— Supplied data —

"""

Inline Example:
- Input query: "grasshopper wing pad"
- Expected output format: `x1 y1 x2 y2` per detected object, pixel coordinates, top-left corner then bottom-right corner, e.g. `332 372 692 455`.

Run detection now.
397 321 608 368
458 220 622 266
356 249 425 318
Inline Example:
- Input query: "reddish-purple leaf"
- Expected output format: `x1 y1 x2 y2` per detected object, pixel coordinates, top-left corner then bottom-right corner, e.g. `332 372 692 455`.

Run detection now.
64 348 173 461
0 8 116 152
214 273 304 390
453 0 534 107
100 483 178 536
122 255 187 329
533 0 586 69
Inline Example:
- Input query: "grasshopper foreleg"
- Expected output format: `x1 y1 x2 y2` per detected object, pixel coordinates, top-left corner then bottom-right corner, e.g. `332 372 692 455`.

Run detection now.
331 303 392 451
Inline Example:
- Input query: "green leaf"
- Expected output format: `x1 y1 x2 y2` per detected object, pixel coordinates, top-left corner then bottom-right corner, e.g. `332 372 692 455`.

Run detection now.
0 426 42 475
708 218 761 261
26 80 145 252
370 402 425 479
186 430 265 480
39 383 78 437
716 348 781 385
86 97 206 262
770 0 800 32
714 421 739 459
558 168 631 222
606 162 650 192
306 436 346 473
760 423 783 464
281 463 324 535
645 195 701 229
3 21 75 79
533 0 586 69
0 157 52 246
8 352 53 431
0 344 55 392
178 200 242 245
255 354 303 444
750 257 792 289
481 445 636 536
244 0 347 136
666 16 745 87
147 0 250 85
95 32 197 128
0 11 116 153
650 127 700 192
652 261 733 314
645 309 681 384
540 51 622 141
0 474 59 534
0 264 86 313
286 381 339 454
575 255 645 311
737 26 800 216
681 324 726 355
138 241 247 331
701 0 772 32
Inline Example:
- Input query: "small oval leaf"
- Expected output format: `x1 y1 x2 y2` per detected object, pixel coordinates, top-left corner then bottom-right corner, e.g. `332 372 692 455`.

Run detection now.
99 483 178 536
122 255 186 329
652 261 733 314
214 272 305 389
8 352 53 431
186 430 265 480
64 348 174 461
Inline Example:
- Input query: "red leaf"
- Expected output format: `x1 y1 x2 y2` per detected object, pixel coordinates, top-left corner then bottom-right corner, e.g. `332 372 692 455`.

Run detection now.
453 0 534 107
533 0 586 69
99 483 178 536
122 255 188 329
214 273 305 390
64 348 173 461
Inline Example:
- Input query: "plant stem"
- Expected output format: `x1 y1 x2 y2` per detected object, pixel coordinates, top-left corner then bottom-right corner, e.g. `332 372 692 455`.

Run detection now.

"""

— Set exercise —
Arrange the material from its first line through the line holding "356 249 425 318", inclusive, as a Markdown table with the columns Row and Line. Number the rows in order and omit blank lines.

— Result for this exercise —
| Row | Line |
|---|---|
| 1 | Inline Example: |
| 2 | - Input query: "grasshopper wing pad" |
| 3 | - Expected output format: `x1 y1 x2 y2` per detected object, pixel coordinates, top-left corner then bottom-right corner, e.g. `332 372 692 455`. |
| 4 | Run detection now. |
| 5 | 397 321 608 368 |
| 6 | 458 220 622 266 |
| 7 | 356 249 425 318 |